--- Exercise task ---
Give the stretch of rows from the line that contains "the kitchen island" through the line that contains "pixel 330 258", both included, as a JSON list of strings with one string per line and blank lines left out.

── Given records

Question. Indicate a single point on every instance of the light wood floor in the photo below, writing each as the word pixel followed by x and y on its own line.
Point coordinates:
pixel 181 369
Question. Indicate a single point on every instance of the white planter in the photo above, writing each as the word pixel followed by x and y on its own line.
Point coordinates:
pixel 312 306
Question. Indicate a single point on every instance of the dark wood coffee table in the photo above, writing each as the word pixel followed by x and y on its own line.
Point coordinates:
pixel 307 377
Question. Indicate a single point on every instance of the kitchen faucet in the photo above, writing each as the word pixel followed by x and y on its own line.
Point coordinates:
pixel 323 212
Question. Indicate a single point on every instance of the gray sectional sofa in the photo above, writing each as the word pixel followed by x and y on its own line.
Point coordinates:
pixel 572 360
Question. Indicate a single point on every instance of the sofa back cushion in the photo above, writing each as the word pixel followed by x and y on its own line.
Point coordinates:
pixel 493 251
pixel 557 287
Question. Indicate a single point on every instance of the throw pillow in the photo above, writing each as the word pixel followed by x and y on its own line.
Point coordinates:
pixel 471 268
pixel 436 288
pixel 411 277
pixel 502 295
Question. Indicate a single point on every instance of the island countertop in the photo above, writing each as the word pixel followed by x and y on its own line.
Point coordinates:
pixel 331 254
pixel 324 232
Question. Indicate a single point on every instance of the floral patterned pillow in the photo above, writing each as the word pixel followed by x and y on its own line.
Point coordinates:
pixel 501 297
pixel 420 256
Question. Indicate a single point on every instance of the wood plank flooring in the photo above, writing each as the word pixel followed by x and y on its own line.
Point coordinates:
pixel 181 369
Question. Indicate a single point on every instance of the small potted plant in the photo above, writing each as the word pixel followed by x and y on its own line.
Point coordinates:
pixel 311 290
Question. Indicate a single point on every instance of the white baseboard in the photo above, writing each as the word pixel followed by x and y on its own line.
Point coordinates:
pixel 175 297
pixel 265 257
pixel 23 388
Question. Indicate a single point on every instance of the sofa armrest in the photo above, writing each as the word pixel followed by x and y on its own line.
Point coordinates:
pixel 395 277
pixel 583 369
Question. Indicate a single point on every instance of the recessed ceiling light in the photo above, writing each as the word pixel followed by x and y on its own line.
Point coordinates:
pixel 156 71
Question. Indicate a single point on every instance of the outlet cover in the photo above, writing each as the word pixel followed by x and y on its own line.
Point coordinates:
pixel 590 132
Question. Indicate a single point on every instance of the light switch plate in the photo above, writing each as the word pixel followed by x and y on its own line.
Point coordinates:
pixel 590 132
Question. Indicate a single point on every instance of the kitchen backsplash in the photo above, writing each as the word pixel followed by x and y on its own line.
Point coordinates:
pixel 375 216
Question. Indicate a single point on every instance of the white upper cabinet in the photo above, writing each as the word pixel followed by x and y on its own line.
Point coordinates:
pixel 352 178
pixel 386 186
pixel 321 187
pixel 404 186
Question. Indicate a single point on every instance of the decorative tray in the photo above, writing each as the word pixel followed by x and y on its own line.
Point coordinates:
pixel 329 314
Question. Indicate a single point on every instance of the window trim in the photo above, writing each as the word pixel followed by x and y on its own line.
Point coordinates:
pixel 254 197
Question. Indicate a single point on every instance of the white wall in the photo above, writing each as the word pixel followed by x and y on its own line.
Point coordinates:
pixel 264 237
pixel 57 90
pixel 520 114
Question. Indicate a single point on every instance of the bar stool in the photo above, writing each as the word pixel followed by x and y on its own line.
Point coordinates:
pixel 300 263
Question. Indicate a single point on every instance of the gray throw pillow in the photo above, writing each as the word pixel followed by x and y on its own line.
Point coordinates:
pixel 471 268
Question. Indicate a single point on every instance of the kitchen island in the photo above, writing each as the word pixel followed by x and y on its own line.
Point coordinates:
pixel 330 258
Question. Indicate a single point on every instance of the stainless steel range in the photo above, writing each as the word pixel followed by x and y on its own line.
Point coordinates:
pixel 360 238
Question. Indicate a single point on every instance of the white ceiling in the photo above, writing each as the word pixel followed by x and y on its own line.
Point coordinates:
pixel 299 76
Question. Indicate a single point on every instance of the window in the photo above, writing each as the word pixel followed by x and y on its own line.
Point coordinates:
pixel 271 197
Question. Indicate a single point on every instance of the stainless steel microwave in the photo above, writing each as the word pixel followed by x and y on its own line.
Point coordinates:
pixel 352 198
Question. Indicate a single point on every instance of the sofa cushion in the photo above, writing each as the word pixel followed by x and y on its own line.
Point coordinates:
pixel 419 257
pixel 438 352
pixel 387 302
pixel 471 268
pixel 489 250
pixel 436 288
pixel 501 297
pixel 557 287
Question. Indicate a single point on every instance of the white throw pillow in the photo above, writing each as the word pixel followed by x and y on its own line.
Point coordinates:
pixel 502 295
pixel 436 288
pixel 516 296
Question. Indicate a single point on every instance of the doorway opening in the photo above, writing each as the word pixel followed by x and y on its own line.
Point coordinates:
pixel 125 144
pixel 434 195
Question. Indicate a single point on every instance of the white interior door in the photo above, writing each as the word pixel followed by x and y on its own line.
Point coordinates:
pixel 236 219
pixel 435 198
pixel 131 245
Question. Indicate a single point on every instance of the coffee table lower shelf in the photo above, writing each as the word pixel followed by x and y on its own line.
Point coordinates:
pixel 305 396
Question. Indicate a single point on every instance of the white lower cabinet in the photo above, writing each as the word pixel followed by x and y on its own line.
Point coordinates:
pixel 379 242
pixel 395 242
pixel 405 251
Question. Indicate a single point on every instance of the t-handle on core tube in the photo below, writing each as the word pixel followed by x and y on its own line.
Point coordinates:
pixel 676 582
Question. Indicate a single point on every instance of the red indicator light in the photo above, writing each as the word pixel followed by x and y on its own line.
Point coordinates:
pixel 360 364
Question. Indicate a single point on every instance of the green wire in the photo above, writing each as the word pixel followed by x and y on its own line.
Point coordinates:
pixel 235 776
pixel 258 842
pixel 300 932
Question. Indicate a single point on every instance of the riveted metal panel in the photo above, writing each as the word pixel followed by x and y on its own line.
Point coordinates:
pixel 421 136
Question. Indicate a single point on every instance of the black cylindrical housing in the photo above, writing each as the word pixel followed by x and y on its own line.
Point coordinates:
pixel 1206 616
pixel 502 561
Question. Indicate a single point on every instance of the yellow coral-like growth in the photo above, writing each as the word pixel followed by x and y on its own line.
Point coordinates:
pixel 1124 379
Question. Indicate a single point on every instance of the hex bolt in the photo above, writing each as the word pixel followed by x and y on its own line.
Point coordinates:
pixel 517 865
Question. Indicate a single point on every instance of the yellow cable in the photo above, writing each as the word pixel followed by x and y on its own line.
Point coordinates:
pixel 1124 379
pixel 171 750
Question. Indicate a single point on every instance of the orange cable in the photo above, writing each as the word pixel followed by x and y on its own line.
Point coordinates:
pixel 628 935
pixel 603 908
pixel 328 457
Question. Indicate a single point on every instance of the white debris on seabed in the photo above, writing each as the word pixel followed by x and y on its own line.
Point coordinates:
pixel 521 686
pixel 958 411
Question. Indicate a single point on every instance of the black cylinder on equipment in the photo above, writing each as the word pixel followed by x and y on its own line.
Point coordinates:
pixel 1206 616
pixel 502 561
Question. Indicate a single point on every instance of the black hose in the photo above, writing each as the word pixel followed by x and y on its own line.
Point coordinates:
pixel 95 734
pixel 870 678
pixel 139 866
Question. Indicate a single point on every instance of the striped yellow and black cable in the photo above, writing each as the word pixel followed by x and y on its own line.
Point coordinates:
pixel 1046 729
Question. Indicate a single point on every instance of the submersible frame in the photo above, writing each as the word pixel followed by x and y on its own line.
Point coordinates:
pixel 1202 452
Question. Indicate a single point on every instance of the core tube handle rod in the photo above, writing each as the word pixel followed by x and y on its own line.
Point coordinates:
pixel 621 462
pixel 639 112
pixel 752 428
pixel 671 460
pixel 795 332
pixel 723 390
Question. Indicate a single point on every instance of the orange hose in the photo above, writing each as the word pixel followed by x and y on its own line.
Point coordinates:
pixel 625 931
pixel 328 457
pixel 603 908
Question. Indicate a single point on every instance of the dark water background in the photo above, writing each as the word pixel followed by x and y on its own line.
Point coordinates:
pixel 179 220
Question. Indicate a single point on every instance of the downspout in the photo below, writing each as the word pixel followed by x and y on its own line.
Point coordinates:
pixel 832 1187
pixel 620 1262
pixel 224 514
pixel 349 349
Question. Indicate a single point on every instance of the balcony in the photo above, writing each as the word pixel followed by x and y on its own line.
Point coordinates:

────

--- Response to the exercise ---
[
  "Question. Indicate a single point on every instance of the kitchen island in the photo above, writing each as the word pixel followed by x and y on its own line.",
  "Point coordinates:",
  "pixel 330 258"
]